J I got a buddy with the Ultra Carry II and it's really nice but he salivates over my little pm9. It is incredibly easy in Bama I remember going down to the Sheriffs dept and getting the background check and going back to pay 9 bucks and I had my cc license. In Louisiana you have to take the class and jump through the hoops.


----------



## Polaris425 (Dec 16, 2004)

Yep. It's $20/yr here now but the process is the same.

Brent, note that In mississippi they are good for 4 years but you have to be re-fingerprinted every time you renew, and that ads $75 to the total....


----------



## Masher (Jan 16, 2009)

I hear you Walker, I love all the autos but I have an affinity for the big revolvers. I have several 357s and 44s and one 454 Casull and my latest edition the 500 Smith. I killed a doe with the 500 this past season and lets just say that Hornady round is bad ace. It did more damage than my 45-70.


----------



## Masher (Jan 16, 2009)

Even though I was living in Ms going to college I kept my Bama cc license for about 5 years. When I was at home I would stop by the Sheriffs Dept and renew it.


----------



## hendrix30 (Feb 16, 2010)

I live in Illinois, its against the law to have concealed weapon. The law SUCKS, be nice to have a little protection on your side.:AR15firing:


----------



## Polaris425 (Dec 16, 2004)

Yeah I think there are like what, 14 states that recognize Alabama's? Pretty much all the southeastern states anyway..


----------



## Polaris425 (Dec 16, 2004)

hendrix30 said:


> I live in Illinois, its against the law to have concealed weapon. The law SUCKS, be nice to have a little protection on your side.:AR15firing:


but is it against the law to carry in your vehicle, non-concealed


----------



## hendrix30 (Feb 16, 2010)

They all got to be cased up tight. You guys probably can have them uncased in back of truck window, right?


----------



## Masher (Jan 16, 2009)

Let's see our President is from Illinois right? It's easy to understand now. 

J there are states that don't recognize your vehicle as an extension of your home.


----------



## IBBruin (Feb 10, 2009)

We can carry them loaded and under our jacket. :rockn:


----------



## Polaris425 (Dec 16, 2004)

hendrix30 said:


> They all got to be cased up tight. You guys probably can have them uncased in back of truck window, right?


Depends... see in Ms. You can have one in your vehicle, w/o a permit, but it can't be concealed, per the law... lay it on the seat, they cant say nothing.
· · · ·
Actions to take
• 1. Please reproduce the carry-permit thread from "I hear you Walker, I" to "and renew it.".
• 2. Decide whether each statement agrees with the carry-permit thread, and answer yes or no with the words from it that settle the matter. (a) Getting a cc license in Alabama cost 9 dollars after the background check. (b) In Mississippi, renewing a license does not require new fingerprints. (c) A doe was killed with the 454 Casull.
The listing plays no part in this work.

Collected material
· · · ·
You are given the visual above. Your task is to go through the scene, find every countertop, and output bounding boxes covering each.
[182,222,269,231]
· · · ·
Exercise solutions
• 1.
I hear you Walker, I love all the autos but I have an affinity for the big revolvers. I have several 357s and 44s and one 454 Casull and my latest edition the 500 Smith. I killed a doe with the 500 this past season and lets just say that Hornady round is bad ace. It did more damage than my 45-70.


----------



## Masher (Jan 16, 2009)

Even though I was living in Ms going to college I kept my Bama cc license for about 5 years. When I was at home I would stop by the Sheriffs Dept and renew it.

• 2.
(a) Yes: "going back to pay 9 bucks and I had my cc license"
(b) No: "you have to be re-fingerprinted every time you renew"
(c) No: "I killed a doe with the 500 this past season"